From the article on children's humor, pull out the passage that begins with the words "Is there a link" and ends with "link starts early.", copying it word for word.

>> begin Document

Not much brings as much joy as a child’s laugh. Young children who find joy in their daily interactions are also likely to:  

  •        see things from different perspectives
  •        be spontaneous.
  •        grasp unconventional ways of thinking.
  •        see beyond the surface of things.
  •        enjoy and participate in the playful aspects of life.
  •        not take yourself too seriously.
  •        build strong relationships and get along with others.

Did you know you can also use humor to gain insight into their level of development and what is on their minds?

Humor is key.

Dr. Lawrence Kutner published an article on psychcentral.com late last year that shares his findings on using humor as a key to child development. He believes that there is a connection between the 2-year-old who bursts into a fit of giggles when he hears a nonsense phrase and the young adolescent who laughs at an off-color joke.

Is there a link between the things a child laughs at and the developmental tasks they are struggling with? Dr. Kutner believes that is so and that a pattern of this runs throughout childhood. This pattern could explain why 3-year-olds who are still mastering toilet training are enthralled by bathroom humor while 7-year-olds, who no longer have toilet-training as an issue, think bathroom humor is stupid.

The humor link starts early.

The 12-hour-old infant shapes his mouth into what looks like a smile at the smell of a banana – not because learning has begun that early but because our nervous systems appear to be wired to make us smile in response to certain things without learning or imitation. True laughter – which is complex – appears a few months later.  

In their first dozen months, notes Dr. Kutner, children learn very complex things starting with the realization that they are separate individuals from their parents. They begin to understand that objects and people exist even when they are out of sight. This is profound and opens the door for other understanding.

Peekaboo is important.

>> end Document
>> begin Extracted records

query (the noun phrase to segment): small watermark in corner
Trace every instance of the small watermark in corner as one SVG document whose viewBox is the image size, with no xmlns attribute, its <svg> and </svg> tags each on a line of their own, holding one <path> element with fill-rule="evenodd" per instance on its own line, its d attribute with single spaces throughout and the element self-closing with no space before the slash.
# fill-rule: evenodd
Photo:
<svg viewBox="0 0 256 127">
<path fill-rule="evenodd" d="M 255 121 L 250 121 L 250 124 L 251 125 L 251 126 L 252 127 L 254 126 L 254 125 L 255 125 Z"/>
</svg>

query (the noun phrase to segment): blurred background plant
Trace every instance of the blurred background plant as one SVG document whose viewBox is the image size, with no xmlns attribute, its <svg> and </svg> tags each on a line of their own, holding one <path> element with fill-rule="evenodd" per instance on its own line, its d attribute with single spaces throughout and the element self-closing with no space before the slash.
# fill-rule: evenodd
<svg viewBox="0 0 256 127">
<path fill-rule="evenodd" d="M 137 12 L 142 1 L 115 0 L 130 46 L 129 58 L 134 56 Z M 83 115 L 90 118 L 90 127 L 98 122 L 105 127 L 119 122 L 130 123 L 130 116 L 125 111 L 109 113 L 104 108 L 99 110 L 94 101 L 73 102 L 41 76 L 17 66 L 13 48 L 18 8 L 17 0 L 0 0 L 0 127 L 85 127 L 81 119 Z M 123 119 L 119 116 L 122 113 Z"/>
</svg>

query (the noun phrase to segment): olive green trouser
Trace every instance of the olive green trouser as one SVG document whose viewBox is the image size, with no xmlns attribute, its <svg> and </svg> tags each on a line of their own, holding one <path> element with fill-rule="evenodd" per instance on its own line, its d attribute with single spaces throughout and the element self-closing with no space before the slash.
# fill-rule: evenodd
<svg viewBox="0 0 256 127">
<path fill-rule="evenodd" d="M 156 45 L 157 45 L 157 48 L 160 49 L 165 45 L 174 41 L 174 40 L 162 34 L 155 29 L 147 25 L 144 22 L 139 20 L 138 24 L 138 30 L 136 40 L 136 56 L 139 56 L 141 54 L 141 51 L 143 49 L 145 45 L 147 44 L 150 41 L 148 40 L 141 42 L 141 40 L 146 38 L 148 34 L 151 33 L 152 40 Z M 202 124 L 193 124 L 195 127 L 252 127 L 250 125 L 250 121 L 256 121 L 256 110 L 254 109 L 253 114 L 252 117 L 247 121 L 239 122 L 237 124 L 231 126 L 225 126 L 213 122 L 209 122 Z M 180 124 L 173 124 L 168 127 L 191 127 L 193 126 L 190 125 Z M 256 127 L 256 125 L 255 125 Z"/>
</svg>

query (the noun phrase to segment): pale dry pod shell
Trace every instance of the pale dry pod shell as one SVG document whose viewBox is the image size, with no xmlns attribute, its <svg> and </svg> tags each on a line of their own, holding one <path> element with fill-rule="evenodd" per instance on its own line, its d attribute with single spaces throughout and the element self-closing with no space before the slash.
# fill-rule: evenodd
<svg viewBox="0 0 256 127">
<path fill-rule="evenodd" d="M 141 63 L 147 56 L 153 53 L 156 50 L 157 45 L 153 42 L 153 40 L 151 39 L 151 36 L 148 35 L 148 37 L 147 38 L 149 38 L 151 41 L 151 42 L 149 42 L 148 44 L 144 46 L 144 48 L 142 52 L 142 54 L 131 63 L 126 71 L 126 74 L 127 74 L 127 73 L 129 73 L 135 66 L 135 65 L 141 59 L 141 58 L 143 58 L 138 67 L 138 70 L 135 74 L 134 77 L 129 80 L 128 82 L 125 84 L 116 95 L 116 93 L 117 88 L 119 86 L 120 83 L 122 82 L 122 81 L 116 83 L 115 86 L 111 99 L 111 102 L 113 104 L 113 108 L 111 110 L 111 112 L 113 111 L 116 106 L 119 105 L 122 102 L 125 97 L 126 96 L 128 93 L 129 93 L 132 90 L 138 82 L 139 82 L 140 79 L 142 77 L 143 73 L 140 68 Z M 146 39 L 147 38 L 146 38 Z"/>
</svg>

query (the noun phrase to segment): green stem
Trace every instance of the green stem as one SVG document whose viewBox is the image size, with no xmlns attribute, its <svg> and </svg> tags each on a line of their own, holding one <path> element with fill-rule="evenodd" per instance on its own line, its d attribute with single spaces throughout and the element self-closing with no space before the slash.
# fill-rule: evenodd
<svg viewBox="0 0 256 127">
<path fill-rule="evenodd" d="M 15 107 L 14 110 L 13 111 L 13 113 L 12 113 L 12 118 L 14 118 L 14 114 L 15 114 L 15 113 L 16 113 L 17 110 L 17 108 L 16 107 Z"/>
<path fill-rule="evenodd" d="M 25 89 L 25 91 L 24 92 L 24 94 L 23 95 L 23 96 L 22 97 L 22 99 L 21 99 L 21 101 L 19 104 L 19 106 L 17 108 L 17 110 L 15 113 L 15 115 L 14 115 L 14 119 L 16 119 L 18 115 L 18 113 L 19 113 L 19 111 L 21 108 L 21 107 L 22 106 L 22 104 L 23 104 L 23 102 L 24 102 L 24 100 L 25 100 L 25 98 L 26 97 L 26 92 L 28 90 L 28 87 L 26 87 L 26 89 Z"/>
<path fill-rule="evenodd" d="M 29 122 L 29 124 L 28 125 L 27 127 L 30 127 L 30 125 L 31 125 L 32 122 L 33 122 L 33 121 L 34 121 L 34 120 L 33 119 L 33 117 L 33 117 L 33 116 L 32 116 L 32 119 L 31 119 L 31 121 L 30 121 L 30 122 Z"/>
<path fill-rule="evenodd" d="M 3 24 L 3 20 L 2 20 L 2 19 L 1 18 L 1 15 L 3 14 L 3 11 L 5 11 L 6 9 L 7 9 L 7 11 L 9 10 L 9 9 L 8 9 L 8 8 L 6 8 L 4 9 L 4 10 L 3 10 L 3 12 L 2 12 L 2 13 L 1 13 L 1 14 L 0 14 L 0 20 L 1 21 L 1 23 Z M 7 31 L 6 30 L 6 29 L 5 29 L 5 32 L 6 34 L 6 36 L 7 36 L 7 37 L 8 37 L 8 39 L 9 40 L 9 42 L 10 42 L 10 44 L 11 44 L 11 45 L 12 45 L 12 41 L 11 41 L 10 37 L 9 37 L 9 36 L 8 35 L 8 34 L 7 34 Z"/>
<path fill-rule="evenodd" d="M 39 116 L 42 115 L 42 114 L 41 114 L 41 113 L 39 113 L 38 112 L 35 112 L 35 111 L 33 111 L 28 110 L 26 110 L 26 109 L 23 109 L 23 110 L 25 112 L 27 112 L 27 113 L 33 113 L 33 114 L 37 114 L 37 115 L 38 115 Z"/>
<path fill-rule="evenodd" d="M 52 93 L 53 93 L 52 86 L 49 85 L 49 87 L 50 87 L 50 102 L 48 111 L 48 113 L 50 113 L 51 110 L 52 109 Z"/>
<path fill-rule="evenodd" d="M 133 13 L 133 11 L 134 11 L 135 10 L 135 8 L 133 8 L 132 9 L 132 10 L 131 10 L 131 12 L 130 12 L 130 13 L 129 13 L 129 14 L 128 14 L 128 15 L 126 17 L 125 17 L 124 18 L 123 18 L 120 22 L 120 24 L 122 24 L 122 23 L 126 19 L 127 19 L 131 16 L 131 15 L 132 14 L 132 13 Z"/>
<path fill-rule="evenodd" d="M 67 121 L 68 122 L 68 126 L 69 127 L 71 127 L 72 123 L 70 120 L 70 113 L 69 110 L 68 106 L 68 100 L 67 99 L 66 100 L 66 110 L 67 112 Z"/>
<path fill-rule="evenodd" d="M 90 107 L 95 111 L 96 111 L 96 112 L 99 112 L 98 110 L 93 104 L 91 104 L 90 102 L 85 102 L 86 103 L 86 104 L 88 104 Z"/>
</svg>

>> end Extracted records

Expected answer:
Is there a link between the things a child laughs at and the developmental tasks they are struggling with? Dr. Kutner believes that is so and that a pattern of this runs throughout childhood. This pattern could explain why 3-year-olds who are still mastering toilet training are enthralled by bathroom humor while 7-year-olds, who no longer have toilet-training as an issue, think bathroom humor is stupid.

The humor link starts early.